*What the task requires*
Your answer should be every line of the records that contains the word "bodywork", copied as it stands.

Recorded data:
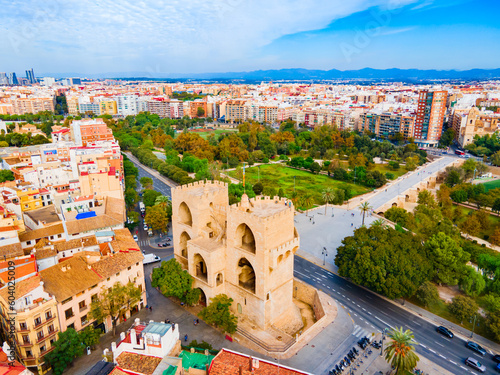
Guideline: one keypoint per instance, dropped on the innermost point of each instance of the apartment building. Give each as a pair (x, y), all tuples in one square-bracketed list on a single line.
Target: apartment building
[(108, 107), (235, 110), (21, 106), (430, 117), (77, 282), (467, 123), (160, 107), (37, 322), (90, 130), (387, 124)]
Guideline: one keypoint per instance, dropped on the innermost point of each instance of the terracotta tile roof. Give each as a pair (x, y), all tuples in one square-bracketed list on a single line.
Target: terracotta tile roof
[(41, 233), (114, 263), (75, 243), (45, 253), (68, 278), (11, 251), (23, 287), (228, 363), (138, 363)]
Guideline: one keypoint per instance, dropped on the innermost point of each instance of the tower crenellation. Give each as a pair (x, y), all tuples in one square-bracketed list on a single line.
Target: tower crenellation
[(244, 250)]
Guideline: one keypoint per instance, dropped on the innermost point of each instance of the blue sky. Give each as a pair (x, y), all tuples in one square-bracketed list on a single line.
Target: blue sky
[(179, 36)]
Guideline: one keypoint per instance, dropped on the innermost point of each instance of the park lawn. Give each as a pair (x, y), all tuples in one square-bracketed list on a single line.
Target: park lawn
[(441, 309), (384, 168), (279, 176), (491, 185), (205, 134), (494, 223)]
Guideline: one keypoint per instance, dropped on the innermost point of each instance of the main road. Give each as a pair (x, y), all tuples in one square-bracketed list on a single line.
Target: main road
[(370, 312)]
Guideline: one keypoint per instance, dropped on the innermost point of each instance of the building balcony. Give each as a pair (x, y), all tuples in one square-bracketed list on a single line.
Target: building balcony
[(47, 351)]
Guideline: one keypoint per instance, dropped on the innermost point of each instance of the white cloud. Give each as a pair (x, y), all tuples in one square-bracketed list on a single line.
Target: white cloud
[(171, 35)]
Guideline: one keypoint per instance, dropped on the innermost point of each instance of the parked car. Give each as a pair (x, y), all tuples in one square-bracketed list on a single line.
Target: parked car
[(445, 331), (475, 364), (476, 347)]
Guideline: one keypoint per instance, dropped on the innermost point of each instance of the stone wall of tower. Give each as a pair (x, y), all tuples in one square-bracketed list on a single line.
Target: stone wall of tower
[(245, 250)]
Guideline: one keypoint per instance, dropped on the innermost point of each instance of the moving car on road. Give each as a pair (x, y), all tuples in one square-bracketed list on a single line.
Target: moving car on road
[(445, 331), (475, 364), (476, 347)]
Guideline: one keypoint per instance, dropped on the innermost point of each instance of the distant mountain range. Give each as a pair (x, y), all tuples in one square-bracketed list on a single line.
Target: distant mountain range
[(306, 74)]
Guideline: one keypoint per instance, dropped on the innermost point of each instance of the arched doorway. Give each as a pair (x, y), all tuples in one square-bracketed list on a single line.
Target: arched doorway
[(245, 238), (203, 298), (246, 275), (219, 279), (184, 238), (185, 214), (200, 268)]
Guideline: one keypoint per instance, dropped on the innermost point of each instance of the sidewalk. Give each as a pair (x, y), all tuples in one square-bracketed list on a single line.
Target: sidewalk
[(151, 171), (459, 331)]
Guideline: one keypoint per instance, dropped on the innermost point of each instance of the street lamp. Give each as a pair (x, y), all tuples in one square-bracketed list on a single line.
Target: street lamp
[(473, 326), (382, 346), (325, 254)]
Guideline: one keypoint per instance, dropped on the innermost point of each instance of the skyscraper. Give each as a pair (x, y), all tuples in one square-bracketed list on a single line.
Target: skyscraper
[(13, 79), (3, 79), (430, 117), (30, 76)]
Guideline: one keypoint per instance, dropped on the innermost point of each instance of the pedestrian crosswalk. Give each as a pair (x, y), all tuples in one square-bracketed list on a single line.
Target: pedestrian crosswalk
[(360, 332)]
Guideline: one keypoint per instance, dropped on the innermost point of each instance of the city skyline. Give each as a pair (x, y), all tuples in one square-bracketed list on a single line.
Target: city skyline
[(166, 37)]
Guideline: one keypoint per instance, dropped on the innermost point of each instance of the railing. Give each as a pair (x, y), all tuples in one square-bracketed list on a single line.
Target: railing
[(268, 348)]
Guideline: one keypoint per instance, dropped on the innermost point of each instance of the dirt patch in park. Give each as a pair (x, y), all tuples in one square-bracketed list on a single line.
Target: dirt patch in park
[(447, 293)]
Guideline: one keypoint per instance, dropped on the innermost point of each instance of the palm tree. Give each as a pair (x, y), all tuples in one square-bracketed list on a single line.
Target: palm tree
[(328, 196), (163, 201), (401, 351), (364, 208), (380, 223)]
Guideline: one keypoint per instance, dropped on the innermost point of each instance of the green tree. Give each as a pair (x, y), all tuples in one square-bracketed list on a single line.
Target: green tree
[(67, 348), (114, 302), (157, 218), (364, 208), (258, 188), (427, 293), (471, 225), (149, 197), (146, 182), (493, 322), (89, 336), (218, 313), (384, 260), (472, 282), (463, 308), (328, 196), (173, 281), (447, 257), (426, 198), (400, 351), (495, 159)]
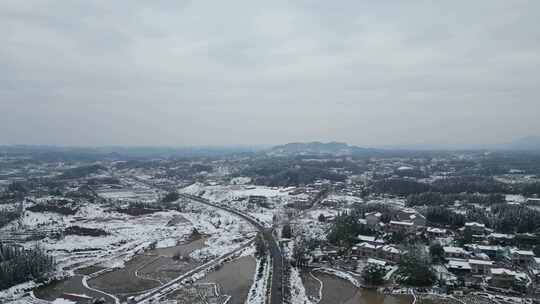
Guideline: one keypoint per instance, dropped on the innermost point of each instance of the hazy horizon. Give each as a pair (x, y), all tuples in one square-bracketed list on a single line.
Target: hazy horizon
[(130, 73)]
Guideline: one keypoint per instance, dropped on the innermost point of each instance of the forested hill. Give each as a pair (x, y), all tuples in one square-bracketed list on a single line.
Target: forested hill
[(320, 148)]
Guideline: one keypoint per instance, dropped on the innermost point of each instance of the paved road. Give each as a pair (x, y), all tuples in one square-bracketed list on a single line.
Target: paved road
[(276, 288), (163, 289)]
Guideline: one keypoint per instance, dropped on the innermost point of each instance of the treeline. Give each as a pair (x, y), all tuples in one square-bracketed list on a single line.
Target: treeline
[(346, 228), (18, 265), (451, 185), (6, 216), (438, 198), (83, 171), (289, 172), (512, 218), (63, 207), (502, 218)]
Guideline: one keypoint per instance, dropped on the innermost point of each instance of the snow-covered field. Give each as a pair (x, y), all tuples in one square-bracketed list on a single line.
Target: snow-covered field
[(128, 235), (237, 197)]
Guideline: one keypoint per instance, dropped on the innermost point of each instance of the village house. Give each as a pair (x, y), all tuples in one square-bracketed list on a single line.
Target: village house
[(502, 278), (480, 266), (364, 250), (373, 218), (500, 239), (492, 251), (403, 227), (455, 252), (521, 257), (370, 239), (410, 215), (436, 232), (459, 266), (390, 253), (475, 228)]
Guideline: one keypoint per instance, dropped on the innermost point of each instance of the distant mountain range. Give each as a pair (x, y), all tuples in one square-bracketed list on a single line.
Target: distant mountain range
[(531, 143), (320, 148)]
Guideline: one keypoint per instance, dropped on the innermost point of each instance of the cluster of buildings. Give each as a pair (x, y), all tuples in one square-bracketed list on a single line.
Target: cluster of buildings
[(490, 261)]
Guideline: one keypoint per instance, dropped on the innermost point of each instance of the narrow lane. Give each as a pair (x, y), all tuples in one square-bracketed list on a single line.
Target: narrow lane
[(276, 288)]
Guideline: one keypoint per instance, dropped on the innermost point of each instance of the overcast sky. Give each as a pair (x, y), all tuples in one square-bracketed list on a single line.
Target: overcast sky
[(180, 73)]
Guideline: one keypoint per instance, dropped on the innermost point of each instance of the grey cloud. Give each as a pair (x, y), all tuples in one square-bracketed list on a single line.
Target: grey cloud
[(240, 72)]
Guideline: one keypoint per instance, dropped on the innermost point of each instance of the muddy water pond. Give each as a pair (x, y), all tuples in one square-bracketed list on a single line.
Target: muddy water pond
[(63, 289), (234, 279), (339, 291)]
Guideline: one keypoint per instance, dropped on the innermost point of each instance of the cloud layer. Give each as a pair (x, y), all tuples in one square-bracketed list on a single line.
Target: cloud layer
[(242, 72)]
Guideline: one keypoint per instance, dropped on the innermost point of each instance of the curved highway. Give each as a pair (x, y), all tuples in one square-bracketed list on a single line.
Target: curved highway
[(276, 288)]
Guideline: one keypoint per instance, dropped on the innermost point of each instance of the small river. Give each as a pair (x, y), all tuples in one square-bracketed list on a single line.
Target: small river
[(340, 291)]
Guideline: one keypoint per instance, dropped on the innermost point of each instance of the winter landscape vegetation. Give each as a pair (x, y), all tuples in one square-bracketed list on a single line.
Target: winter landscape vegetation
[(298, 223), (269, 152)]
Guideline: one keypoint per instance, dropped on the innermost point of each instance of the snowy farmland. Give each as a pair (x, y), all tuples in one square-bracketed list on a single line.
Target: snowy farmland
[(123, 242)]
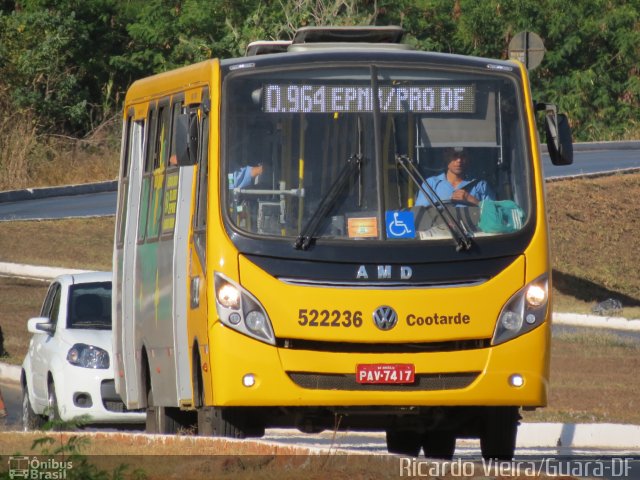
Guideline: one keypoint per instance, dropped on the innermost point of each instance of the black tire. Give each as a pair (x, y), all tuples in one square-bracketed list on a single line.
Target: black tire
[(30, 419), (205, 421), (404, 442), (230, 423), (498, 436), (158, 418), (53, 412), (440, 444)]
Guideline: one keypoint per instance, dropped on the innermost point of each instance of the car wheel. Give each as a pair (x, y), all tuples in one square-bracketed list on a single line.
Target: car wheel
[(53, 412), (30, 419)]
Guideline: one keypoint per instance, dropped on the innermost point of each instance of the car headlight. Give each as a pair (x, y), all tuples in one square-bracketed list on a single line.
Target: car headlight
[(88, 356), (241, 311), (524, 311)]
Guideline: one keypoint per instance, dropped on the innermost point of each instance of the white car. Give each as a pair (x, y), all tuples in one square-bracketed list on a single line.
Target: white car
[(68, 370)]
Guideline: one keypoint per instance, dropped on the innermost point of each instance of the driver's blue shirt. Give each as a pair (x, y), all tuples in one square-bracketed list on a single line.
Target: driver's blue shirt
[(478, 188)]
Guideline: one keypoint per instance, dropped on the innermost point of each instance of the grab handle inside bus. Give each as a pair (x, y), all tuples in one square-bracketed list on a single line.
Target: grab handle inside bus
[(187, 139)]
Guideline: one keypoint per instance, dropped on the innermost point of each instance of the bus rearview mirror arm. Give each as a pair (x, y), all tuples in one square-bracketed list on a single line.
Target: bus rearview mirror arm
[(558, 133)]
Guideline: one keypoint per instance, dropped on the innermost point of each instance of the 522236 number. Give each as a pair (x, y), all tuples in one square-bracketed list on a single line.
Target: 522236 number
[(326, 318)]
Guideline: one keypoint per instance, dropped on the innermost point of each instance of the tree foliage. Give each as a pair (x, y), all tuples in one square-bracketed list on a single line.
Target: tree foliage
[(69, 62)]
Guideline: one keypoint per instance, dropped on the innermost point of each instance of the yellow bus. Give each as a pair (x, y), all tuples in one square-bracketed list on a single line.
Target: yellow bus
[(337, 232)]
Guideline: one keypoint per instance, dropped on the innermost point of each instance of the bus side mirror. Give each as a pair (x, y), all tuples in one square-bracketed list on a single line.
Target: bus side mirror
* * *
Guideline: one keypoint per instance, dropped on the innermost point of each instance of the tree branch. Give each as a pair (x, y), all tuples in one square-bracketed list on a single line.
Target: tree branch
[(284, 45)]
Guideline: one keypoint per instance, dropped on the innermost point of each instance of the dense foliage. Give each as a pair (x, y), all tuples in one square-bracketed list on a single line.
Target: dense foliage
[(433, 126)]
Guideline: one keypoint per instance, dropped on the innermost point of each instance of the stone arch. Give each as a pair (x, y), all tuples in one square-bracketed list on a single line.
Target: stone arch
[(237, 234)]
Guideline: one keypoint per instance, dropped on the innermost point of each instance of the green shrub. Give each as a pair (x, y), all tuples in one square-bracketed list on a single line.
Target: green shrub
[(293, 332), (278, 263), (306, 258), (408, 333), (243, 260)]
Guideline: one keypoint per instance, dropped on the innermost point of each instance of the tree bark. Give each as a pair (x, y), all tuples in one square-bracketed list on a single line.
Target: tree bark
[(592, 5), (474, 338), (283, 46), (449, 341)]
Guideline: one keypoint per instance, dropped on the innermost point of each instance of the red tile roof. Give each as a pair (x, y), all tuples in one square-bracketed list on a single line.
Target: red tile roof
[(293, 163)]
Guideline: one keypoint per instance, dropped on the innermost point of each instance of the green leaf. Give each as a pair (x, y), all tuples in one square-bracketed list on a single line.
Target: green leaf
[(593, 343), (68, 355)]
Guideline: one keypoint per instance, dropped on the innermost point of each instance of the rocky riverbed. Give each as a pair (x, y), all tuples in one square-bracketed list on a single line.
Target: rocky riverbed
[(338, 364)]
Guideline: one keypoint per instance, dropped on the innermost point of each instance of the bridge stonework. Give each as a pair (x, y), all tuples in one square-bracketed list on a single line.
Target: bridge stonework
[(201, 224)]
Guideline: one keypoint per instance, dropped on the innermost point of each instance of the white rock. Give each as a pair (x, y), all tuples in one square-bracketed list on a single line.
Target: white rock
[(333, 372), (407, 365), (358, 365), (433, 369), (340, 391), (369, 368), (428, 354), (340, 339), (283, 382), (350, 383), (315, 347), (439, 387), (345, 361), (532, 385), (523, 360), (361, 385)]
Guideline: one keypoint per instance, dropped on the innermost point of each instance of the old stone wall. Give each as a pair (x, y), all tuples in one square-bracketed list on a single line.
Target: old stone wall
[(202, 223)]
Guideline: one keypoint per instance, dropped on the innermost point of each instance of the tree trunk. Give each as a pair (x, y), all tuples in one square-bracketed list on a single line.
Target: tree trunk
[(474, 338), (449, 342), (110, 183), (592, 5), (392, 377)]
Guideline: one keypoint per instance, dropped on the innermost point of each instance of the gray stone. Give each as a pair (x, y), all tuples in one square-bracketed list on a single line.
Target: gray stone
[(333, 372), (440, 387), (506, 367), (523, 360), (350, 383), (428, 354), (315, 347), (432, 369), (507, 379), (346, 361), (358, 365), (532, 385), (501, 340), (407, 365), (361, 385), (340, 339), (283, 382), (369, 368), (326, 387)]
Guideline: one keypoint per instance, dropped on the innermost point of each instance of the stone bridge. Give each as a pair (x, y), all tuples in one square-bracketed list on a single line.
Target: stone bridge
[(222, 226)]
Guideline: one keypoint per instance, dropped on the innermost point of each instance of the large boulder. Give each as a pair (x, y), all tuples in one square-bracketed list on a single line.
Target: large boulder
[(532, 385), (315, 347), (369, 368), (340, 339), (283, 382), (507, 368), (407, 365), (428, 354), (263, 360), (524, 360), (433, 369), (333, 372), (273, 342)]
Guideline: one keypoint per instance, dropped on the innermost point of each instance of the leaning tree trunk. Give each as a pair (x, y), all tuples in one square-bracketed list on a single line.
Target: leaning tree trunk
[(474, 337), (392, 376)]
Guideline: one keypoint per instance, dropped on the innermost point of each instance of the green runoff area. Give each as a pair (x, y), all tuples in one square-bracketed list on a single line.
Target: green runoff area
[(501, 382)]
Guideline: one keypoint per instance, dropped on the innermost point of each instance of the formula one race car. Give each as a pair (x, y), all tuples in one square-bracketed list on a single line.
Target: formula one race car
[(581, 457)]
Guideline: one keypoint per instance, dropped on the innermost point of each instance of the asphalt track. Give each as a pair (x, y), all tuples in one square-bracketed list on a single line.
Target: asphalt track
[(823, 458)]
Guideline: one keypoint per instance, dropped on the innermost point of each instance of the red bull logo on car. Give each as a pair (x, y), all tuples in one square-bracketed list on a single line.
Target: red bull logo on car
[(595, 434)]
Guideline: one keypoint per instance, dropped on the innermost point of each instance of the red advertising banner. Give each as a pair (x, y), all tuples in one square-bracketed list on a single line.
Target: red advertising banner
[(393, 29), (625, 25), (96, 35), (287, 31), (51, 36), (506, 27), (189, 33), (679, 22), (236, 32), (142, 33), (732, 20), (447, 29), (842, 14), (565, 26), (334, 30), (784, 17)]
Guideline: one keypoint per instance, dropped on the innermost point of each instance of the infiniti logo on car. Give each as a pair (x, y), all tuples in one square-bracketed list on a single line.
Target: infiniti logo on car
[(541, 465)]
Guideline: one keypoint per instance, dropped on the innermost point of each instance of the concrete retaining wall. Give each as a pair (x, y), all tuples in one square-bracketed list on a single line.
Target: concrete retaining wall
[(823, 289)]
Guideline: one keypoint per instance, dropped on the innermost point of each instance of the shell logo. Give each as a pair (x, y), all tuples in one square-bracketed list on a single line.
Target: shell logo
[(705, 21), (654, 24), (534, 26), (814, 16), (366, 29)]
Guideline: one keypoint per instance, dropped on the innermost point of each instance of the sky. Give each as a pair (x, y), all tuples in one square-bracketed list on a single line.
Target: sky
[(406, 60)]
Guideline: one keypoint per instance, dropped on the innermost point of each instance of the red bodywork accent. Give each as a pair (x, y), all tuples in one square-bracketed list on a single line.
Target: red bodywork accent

*Final answer*
Guideline: one keypoint per instance, dropped on the innermost point of each instance of the red bodywork accent. Give each as a pair (x, y), all tuples in one square-bracketed list on a single line.
Target: red bodywork accent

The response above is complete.